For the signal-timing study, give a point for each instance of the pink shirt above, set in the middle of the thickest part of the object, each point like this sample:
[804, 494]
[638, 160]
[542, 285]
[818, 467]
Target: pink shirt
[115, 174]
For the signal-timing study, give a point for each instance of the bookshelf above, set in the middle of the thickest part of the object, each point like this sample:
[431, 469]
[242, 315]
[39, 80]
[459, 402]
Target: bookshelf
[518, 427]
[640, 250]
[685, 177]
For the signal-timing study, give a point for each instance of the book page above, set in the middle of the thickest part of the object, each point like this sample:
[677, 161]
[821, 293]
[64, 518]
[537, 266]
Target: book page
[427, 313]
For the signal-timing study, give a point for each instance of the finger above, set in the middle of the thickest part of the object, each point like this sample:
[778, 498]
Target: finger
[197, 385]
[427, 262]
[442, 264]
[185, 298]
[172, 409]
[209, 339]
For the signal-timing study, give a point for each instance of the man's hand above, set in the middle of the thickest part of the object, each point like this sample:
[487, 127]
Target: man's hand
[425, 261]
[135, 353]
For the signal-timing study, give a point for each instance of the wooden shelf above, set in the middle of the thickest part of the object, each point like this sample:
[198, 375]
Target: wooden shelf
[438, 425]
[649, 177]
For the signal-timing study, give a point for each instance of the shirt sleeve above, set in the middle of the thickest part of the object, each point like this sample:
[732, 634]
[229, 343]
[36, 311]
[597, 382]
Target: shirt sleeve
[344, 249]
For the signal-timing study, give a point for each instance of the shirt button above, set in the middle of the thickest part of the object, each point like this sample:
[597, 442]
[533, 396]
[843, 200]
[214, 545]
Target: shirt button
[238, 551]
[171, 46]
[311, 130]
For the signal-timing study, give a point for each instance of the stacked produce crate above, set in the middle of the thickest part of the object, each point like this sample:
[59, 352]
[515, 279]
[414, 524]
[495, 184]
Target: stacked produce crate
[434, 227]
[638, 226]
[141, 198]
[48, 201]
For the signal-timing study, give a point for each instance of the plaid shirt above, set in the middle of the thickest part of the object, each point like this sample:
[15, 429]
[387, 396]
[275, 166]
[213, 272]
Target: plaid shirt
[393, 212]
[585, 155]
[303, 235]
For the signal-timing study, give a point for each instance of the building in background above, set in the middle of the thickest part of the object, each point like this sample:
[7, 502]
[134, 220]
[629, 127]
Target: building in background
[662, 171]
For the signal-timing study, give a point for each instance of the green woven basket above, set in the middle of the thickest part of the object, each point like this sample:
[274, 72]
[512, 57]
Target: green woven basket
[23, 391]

+===+

Short task
Copy out every one of the rows above, word for word and line for line.

Result for this task
For the signal-timing study, give a point for each instance of the pink shirt above, set in the middle of the thickest part of the object, each point like this sample:
[804, 494]
[638, 160]
[542, 285]
[818, 467]
Target: pink shirt
[115, 174]
For the signal-timing study, give a point for each instance of the bookshelf above, set in the middle of the thickest part of the object, each point like this sample:
[431, 469]
[242, 315]
[39, 80]
[459, 402]
Target: bookshelf
[518, 427]
[640, 250]
[685, 177]
For the signal-timing study, give a point for each instance of the book page above, set in the middle of the thickest part of the object, each point like this sample:
[677, 161]
[821, 293]
[64, 518]
[537, 266]
Target: book page
[427, 313]
For the signal-timing study, give a point for each instance of the finger above, set in the middle of the thickest part of the object, each point like this sample:
[778, 498]
Target: finger
[197, 385]
[427, 262]
[442, 264]
[185, 298]
[172, 409]
[209, 339]
For the signal-timing study, give a point for each instance of the man's hand above, set in the middle of the thickest part of the object, each point like this sample:
[487, 127]
Target: man's hand
[425, 261]
[135, 353]
For the signal-timing study, give a point for each instance of the wooden shelf above, set in the middle of the thickest part of the object, each point like this sample:
[198, 375]
Target: wooden shelf
[438, 425]
[649, 177]
For the signal-timing study, give a point for each instance of the shirt sleeve above, set in the middle of the thickest part of the object, each point like this sample:
[732, 634]
[229, 343]
[36, 311]
[597, 382]
Target: shirt sleeve
[344, 249]
For the signal-timing study, give a point for each instance of the shirt button above, set in the middle of the thickest part of the object, each point like this sample:
[597, 442]
[533, 396]
[843, 200]
[214, 545]
Target: shirt button
[238, 551]
[171, 46]
[311, 130]
For the signal-timing study, give a point for each instance of the stacked produce crate above, set in the middle of the thickest part of the object, each point like this sample:
[59, 352]
[515, 279]
[414, 524]
[495, 184]
Target: stacked produce crate
[434, 227]
[638, 226]
[141, 198]
[48, 201]
For the signal-timing study, give a point for each instance of the plaid shirt above, set in the middle of the thickest part of the object, each point like this sample:
[15, 429]
[387, 396]
[275, 166]
[213, 272]
Target: plaid shirt
[393, 212]
[585, 155]
[303, 235]
For the signal-timing study, give a point for each instance of the building in background above, set in the middle of the thickest part of the object, each point like this sample:
[7, 502]
[134, 220]
[629, 127]
Target: building in background
[662, 171]
For the signal-timing study, give a point for each instance of the green woven basket above, set in the middle of the thickest part of the object, each point like this sample:
[274, 72]
[512, 57]
Target: green woven basket
[23, 391]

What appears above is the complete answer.